AIM → Set out every line of the records below as a Markdown table with two columns, Row and Line, numbering each row and leaving out the blank lines.

Outline items for labeled areas:
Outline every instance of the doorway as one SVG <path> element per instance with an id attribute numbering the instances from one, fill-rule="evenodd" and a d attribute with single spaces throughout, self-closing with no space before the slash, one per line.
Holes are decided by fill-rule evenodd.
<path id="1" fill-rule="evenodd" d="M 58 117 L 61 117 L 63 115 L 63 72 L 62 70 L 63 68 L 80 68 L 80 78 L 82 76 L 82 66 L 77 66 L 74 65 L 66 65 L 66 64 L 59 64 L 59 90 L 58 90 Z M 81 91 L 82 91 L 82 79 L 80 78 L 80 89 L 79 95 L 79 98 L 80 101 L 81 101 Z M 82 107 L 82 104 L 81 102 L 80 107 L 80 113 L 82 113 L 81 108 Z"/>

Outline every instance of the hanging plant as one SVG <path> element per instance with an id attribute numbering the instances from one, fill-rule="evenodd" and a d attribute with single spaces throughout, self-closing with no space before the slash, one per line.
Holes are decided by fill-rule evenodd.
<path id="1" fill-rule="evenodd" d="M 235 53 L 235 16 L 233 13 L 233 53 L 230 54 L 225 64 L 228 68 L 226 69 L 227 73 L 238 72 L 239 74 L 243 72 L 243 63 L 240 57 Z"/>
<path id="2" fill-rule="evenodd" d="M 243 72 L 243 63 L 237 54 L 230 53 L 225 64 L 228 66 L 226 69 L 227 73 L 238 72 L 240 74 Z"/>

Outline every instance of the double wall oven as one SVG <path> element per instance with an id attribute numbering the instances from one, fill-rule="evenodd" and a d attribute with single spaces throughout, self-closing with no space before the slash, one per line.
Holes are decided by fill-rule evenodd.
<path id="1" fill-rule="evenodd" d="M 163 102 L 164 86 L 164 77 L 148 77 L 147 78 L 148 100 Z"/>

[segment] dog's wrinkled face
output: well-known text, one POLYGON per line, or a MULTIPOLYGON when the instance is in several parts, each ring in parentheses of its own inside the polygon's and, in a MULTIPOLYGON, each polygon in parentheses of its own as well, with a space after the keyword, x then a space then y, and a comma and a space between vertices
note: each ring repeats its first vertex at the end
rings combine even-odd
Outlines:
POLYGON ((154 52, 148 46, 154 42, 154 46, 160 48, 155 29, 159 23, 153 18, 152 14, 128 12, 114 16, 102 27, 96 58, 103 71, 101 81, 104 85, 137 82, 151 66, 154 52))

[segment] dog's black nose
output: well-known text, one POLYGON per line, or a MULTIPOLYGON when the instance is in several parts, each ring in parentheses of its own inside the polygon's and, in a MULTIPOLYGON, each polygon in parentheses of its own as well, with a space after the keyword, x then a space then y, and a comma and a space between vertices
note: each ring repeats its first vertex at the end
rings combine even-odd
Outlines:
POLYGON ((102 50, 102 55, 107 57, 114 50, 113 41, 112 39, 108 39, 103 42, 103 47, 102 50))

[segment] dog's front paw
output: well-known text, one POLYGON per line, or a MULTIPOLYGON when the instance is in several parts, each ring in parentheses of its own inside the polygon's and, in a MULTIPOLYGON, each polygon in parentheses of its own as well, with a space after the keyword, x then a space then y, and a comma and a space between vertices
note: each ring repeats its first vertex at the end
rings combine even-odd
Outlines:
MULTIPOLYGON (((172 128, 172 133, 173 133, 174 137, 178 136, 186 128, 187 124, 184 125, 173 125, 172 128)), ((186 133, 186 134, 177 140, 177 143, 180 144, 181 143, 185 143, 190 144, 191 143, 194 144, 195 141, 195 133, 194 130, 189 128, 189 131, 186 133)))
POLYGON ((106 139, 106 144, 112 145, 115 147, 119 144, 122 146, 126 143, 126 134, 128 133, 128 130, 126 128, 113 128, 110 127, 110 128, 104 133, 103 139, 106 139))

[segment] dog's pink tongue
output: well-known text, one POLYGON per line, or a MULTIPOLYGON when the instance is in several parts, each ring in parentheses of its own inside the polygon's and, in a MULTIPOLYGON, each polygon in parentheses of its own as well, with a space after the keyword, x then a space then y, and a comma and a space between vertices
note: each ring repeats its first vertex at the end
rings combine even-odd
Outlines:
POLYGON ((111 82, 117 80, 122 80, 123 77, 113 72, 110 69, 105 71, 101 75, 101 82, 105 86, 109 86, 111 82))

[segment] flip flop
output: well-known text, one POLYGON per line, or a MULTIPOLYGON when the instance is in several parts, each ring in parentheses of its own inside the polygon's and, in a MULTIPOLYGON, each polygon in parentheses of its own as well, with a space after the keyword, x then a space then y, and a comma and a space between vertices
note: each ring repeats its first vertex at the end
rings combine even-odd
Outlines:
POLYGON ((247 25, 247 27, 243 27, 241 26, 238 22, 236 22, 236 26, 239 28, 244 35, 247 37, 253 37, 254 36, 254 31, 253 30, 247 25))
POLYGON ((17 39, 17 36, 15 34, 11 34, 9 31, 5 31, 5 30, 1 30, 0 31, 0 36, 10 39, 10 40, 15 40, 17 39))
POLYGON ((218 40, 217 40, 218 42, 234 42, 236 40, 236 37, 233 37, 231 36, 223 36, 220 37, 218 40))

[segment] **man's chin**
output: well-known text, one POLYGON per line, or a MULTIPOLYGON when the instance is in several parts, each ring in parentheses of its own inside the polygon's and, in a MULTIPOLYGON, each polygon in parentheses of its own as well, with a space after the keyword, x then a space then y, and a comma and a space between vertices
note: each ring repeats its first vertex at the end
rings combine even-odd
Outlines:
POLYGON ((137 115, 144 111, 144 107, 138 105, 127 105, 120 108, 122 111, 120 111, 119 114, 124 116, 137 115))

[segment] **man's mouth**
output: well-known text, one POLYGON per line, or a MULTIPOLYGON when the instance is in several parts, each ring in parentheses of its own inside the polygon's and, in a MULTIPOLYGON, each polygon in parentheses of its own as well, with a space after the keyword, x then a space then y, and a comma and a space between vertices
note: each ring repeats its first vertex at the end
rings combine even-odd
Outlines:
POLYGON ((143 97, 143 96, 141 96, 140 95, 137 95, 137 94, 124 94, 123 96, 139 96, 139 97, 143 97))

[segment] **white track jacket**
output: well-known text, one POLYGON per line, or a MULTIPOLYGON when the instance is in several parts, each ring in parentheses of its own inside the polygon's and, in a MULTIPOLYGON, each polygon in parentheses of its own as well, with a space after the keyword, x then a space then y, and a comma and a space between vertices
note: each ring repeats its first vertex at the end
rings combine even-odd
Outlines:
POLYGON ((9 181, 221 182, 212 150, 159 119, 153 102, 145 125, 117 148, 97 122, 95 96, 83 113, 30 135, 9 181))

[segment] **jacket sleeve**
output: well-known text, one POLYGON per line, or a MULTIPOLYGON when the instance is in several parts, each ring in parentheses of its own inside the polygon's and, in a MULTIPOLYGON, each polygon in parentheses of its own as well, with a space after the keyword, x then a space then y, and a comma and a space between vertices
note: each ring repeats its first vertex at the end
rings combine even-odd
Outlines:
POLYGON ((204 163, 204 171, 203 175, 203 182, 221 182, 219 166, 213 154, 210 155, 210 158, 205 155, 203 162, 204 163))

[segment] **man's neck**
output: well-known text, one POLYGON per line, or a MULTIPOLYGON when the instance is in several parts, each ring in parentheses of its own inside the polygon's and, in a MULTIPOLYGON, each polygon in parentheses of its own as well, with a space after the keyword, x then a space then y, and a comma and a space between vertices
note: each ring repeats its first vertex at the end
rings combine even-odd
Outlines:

SOLUTION TO THIS PROBLEM →
| Row | Line |
|---|---|
| 1 | Outline every instance of the doorway as one SVG <path> element per instance with an id attribute numbering the instances from one, fill-rule="evenodd" and a d attribute with single spaces throughout, self-closing with no space before the slash, one per line. |
| 2 | Holes are decided by fill-rule evenodd. |
| 3 | <path id="1" fill-rule="evenodd" d="M 58 117 L 61 117 L 63 115 L 63 72 L 62 70 L 63 68 L 80 68 L 80 78 L 82 76 L 82 66 L 77 66 L 74 65 L 66 65 L 66 64 L 59 64 L 59 90 L 58 90 Z M 81 91 L 82 91 L 82 79 L 80 78 L 80 89 L 79 95 L 79 98 L 80 101 L 81 101 Z M 82 107 L 82 104 L 81 102 L 80 107 L 80 113 L 82 113 L 81 108 Z"/> |
| 4 | Outline every instance of the hanging plant as one SVG <path> element per instance with an id attribute numbering the instances from one, fill-rule="evenodd" and a d attribute with single spaces throughout, self-closing with no space before the slash, one per line. |
| 5 | Holes are decided by fill-rule evenodd. |
| 6 | <path id="1" fill-rule="evenodd" d="M 235 53 L 235 16 L 233 13 L 233 53 L 230 54 L 225 64 L 228 68 L 226 69 L 227 73 L 238 72 L 239 74 L 243 72 L 243 63 L 240 57 Z"/> |
| 7 | <path id="2" fill-rule="evenodd" d="M 243 72 L 243 63 L 237 54 L 230 53 L 225 64 L 228 66 L 226 69 L 227 73 L 238 72 L 240 74 Z"/> |
| 8 | Outline every instance of the double wall oven as one SVG <path> element per instance with an id attribute numbering the instances from one, fill-rule="evenodd" and a d attribute with single spaces throughout, self-closing with no space before the slash, one per line. |
| 9 | Holes are decided by fill-rule evenodd. |
| 10 | <path id="1" fill-rule="evenodd" d="M 163 102 L 164 86 L 164 77 L 148 77 L 147 78 L 148 100 Z"/> |
| 11 | [segment] dog's wrinkled face |
| 12 | output: well-known text, one POLYGON per line, or a MULTIPOLYGON when the instance is in several parts, each ring in parentheses of its own inside the polygon's and, in a MULTIPOLYGON, each polygon in parentheses of its own as well, with a space after the keyword, x then a space then y, and a comma and a space between vertices |
| 13 | note: each ring repeats its first vertex at the end |
| 14 | rings combine even-odd |
| 15 | Outlines: |
| 16 | POLYGON ((154 52, 148 46, 154 42, 154 46, 160 48, 155 29, 159 23, 153 18, 152 14, 128 12, 114 16, 102 27, 96 58, 103 71, 101 81, 104 85, 137 82, 151 66, 154 52)) |
| 17 | [segment] dog's black nose |
| 18 | output: well-known text, one POLYGON per line, or a MULTIPOLYGON when the instance is in several parts, each ring in parentheses of its own inside the polygon's and, in a MULTIPOLYGON, each polygon in parentheses of its own as well, with a space after the keyword, x then a space then y, and a comma and a space between vertices |
| 19 | note: each ring repeats its first vertex at the end |
| 20 | rings combine even-odd |
| 21 | Outlines: |
| 22 | POLYGON ((102 50, 102 55, 107 57, 114 50, 113 41, 112 39, 108 39, 103 42, 103 47, 102 50)) |
| 23 | [segment] dog's front paw |
| 24 | output: well-known text, one POLYGON per line, or a MULTIPOLYGON when the instance is in several parts, each ring in parentheses of its own inside the polygon's and, in a MULTIPOLYGON, each polygon in parentheses of its own as well, with a space after the keyword, x then a space then y, and a comma and a space between vertices |
| 25 | note: each ring repeats its first vertex at the end |
| 26 | rings combine even-odd |
| 27 | Outlines: |
| 28 | MULTIPOLYGON (((172 128, 172 133, 173 133, 174 137, 178 136, 186 128, 187 124, 184 125, 173 125, 172 128)), ((186 133, 186 134, 177 140, 177 143, 180 144, 181 143, 185 143, 190 144, 191 143, 194 144, 195 141, 195 133, 194 130, 189 128, 189 131, 186 133))) |
| 29 | POLYGON ((106 139, 106 144, 112 145, 115 147, 119 144, 122 146, 126 143, 126 134, 128 133, 128 130, 126 128, 113 128, 110 127, 110 128, 104 133, 103 139, 106 139)) |
| 30 | [segment] dog's pink tongue |
| 31 | output: well-known text, one POLYGON per line, or a MULTIPOLYGON when the instance is in several parts, each ring in parentheses of its own inside the polygon's and, in a MULTIPOLYGON, each polygon in parentheses of its own as well, with a space after the keyword, x then a space then y, and a comma and a space between vertices |
| 32 | note: each ring repeats its first vertex at the end |
| 33 | rings combine even-odd |
| 34 | Outlines: |
| 35 | POLYGON ((111 82, 117 80, 122 80, 123 77, 113 72, 110 69, 105 71, 101 75, 101 82, 105 86, 109 86, 111 82)) |
| 36 | [segment] flip flop |
| 37 | output: well-known text, one POLYGON per line, or a MULTIPOLYGON when the instance is in several parts, each ring in parentheses of its own inside the polygon's and, in a MULTIPOLYGON, each polygon in parentheses of its own as well, with a space after the keyword, x then a space then y, and a comma and a space between vertices |
| 38 | note: each ring repeats its first vertex at the end |
| 39 | rings combine even-odd |
| 40 | Outlines: |
| 41 | POLYGON ((247 25, 247 27, 243 27, 241 26, 238 22, 236 22, 236 26, 239 28, 244 35, 247 37, 253 37, 254 36, 254 31, 253 30, 247 25)) |
| 42 | POLYGON ((17 39, 17 36, 15 34, 11 34, 9 31, 5 31, 5 30, 1 30, 0 31, 0 36, 10 39, 10 40, 15 40, 17 39)) |
| 43 | POLYGON ((218 40, 217 40, 218 42, 234 42, 236 40, 236 37, 233 37, 231 36, 223 36, 220 37, 218 40)) |
| 44 | [segment] **man's chin** |
| 45 | output: well-known text, one POLYGON per line, or a MULTIPOLYGON when the instance is in several parts, each ring in parentheses of its own inside the polygon's and, in a MULTIPOLYGON, each polygon in parentheses of its own as well, with a space after the keyword, x then a space then y, and a comma and a space between vertices |
| 46 | note: each ring repeats its first vertex at the end |
| 47 | rings combine even-odd |
| 48 | Outlines: |
| 49 | POLYGON ((137 115, 144 111, 144 107, 138 105, 127 105, 120 108, 122 111, 120 111, 119 114, 124 116, 137 115)) |
| 50 | [segment] **man's mouth** |
| 51 | output: well-known text, one POLYGON per line, or a MULTIPOLYGON when the instance is in several parts, each ring in parentheses of its own inside the polygon's and, in a MULTIPOLYGON, each polygon in parentheses of its own as well, with a space after the keyword, x then a space then y, and a comma and a space between vertices |
| 52 | note: each ring repeats its first vertex at the end |
| 53 | rings combine even-odd |
| 54 | Outlines: |
| 55 | POLYGON ((143 97, 143 96, 141 96, 140 95, 137 95, 137 94, 124 94, 123 96, 139 96, 139 97, 143 97)) |
| 56 | [segment] **white track jacket** |
| 57 | output: well-known text, one POLYGON per line, or a MULTIPOLYGON when the instance is in several parts, each ring in parentheses of its own inside the polygon's and, in a MULTIPOLYGON, each polygon in parentheses of its own as well, with a space after the keyword, x then a space then y, and a comma and a space between vertices |
| 58 | note: each ring repeats its first vertex at the end |
| 59 | rings combine even-odd |
| 60 | Outlines: |
| 61 | POLYGON ((9 181, 221 182, 212 150, 159 119, 153 102, 145 125, 117 148, 97 122, 95 96, 83 113, 30 135, 9 181)) |
| 62 | [segment] **jacket sleeve** |
| 63 | output: well-known text, one POLYGON per line, or a MULTIPOLYGON when the instance is in several parts, each ring in parentheses of its own inside the polygon's and, in a MULTIPOLYGON, each polygon in parentheses of its own as well, with a space after the keyword, x then a space then y, and a comma and a space between vertices |
| 64 | note: each ring repeats its first vertex at the end |
| 65 | rings combine even-odd |
| 66 | Outlines: |
| 67 | POLYGON ((204 163, 204 171, 203 175, 203 182, 221 182, 219 166, 213 154, 210 155, 210 158, 205 155, 203 162, 204 163)) |
| 68 | [segment] **man's neck** |
| 69 | output: well-known text, one POLYGON per line, or a MULTIPOLYGON when the instance is in several parts, each ring in parentheses of its own inside the polygon's and, in a MULTIPOLYGON, each polygon in parentheses of its own as well, with a space after the keyword, x then a space then y, and a comma and a space between vertices |
| 70 | note: each ring repeats its first vertex at the end |
| 71 | rings combine even-odd |
| 72 | Outlines: |